### [Data lines]
==============================
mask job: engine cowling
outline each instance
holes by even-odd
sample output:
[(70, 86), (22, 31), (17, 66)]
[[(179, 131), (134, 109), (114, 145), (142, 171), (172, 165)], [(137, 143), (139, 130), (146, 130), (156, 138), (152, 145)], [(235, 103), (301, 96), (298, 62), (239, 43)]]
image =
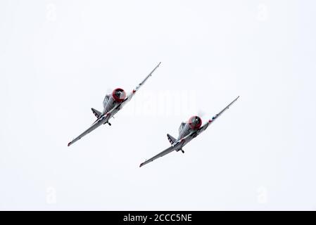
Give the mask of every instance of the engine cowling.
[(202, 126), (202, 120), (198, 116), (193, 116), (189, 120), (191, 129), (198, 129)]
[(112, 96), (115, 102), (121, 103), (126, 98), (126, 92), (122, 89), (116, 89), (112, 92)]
==============================
### [What to do]
Please render every line of the material above as a Markdown table with the columns "Number" and "Entry", giving each line its own numbered row and skipping blank lines. Leave the pictures out of the table.

### [Task answer]
| Number | Entry |
|---|---|
| 1 | mask job: engine cowling |
| 2 | outline each instance |
| 3 | holes by even-odd |
| 4 | sample output: |
| 5 | [(70, 86), (22, 31), (17, 66)] |
| 6 | [[(179, 131), (134, 109), (114, 145), (142, 171), (172, 165)], [(137, 143), (139, 130), (146, 130), (156, 138), (152, 145)], [(235, 103), (301, 96), (298, 62), (239, 43)]] |
| 7 | image = |
| 8 | Give the mask of every instance of the engine cowling. |
| 9 | [(202, 126), (202, 120), (198, 116), (193, 116), (189, 120), (191, 129), (198, 129)] |
| 10 | [(112, 96), (115, 102), (121, 103), (126, 98), (126, 92), (122, 89), (116, 89), (112, 92)] |